YOUR INSTRUCTIONS:
Pick out every line in the records below that contains the word "green", and copy each of those lines in full. Case counts.

RECORDS SUPPLIED:
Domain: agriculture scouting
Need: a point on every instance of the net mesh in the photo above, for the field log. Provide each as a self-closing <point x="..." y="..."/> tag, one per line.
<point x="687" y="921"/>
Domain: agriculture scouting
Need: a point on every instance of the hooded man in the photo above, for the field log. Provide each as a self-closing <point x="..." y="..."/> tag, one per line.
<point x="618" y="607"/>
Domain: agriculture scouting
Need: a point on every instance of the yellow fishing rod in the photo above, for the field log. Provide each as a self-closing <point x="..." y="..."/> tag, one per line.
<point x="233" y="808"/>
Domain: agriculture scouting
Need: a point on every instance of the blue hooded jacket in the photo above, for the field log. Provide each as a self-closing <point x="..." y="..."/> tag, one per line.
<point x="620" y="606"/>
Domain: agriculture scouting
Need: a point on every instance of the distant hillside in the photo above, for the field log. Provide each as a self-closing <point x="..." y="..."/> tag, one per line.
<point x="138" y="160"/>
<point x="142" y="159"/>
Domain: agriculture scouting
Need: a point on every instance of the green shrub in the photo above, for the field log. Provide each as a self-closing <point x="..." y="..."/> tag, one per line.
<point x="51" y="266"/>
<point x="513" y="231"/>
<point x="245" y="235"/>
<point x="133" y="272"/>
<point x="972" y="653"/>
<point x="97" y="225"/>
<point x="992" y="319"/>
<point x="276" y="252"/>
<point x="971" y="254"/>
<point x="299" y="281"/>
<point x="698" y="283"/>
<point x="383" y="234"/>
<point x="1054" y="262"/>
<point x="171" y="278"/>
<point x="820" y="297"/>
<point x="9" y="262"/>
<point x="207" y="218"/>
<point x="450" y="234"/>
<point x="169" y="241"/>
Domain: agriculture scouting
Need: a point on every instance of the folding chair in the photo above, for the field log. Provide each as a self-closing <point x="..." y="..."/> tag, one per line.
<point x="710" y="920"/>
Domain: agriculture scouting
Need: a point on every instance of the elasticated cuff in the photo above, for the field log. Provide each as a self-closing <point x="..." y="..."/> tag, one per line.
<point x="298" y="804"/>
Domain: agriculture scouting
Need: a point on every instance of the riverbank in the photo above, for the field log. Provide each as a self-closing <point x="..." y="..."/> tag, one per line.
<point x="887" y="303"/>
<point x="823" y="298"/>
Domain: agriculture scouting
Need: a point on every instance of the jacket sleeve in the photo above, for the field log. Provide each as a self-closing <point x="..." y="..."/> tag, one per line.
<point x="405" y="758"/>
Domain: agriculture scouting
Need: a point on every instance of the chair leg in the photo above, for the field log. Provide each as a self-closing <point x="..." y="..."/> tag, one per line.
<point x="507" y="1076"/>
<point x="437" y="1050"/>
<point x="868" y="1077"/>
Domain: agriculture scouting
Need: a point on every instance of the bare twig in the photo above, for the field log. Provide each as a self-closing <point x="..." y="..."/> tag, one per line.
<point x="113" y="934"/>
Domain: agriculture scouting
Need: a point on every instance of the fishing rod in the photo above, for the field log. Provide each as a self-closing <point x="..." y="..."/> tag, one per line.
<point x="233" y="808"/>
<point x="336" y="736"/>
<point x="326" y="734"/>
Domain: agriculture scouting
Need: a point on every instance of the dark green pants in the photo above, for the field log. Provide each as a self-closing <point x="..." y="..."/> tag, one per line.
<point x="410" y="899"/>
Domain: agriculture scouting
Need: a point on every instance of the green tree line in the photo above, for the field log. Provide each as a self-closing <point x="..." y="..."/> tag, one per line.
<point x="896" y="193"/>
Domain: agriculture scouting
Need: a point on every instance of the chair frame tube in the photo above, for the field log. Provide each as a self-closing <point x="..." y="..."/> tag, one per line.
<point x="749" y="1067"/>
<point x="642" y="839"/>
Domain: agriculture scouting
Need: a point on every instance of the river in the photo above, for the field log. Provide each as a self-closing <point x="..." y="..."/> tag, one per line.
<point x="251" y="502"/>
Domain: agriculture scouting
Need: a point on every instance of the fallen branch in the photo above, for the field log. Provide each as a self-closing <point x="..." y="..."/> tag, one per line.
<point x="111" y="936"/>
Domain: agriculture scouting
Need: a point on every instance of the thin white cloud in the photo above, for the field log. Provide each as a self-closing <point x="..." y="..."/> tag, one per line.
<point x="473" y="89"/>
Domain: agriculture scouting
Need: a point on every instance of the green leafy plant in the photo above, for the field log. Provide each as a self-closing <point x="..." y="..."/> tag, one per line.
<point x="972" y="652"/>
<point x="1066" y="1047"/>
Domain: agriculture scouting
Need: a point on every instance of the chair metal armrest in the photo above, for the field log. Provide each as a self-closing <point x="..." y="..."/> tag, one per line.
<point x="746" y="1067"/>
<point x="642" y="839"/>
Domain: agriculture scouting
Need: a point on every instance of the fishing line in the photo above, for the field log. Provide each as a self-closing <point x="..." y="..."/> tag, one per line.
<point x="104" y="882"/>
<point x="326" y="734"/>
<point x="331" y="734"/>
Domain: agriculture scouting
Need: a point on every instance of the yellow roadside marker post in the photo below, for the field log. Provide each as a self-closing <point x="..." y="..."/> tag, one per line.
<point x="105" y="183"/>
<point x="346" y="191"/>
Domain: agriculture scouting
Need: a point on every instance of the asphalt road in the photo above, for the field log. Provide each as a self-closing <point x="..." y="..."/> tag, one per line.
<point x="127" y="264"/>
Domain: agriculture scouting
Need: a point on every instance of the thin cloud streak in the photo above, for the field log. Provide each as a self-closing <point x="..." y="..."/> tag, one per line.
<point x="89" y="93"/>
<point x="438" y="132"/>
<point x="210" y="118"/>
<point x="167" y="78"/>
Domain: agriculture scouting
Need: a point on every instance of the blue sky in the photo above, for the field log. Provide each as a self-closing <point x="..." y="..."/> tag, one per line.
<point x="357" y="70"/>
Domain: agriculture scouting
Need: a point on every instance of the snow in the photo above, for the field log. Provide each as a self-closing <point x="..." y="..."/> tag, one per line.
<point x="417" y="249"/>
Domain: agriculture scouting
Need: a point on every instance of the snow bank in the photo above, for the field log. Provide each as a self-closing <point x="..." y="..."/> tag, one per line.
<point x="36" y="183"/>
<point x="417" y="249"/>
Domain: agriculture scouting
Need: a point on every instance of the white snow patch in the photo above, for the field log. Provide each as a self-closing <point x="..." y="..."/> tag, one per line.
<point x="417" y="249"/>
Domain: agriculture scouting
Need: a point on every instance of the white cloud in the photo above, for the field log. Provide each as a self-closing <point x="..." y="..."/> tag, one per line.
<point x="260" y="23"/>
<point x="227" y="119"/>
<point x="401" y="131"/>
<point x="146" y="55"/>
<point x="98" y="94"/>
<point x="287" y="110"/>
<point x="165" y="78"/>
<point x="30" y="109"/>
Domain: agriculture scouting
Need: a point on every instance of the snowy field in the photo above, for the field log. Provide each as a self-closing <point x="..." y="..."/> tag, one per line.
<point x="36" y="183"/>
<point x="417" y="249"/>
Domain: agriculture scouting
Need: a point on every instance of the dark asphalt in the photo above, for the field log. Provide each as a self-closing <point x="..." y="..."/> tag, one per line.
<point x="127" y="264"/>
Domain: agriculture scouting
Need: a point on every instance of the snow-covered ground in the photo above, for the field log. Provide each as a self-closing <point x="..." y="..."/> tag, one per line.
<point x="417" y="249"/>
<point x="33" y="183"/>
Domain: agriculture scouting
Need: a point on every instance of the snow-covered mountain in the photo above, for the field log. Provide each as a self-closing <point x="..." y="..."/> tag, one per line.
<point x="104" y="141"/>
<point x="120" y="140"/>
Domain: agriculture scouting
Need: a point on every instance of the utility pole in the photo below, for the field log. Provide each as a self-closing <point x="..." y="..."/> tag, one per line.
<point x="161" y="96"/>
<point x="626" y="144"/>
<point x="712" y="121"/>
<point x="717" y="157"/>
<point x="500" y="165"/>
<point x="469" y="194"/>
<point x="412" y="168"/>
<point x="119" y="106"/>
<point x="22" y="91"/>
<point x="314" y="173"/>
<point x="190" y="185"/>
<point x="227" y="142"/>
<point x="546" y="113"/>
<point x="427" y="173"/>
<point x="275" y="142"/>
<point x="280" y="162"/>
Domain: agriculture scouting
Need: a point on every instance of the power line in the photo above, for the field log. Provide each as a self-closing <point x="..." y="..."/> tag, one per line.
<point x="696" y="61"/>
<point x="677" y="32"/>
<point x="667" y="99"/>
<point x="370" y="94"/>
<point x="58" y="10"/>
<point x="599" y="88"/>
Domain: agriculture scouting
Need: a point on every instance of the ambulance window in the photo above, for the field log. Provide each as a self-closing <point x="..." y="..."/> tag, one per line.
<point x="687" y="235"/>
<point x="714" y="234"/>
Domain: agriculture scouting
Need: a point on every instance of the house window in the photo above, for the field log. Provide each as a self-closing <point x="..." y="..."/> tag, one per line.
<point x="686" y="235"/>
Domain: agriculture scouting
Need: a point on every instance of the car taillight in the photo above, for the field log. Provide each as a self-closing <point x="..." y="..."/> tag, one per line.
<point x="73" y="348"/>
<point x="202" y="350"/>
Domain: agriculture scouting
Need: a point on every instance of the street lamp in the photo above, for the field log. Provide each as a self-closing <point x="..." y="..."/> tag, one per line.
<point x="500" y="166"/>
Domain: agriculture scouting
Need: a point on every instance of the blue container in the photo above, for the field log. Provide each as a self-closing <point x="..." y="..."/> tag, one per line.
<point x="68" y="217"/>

SOLUTION:
Need: a point on every instance of the green shrub in the photo above, for the field log. Provide each as a self-closing <point x="..." y="..."/> tag, one per line.
Need: a point on every instance of the dark green pants in the photo above, for the field log. Provide each as a self-closing <point x="..." y="..."/> tag, one per line.
Need: a point on every instance of the green tree line in the photo above, for the field log. Provide each as a self-closing <point x="..." y="..."/> tag, one per line.
Need: a point on every instance of the green leafy plant in the photo above, for the field log. Provide each as a self-closing <point x="..." y="..."/> tag, one per line.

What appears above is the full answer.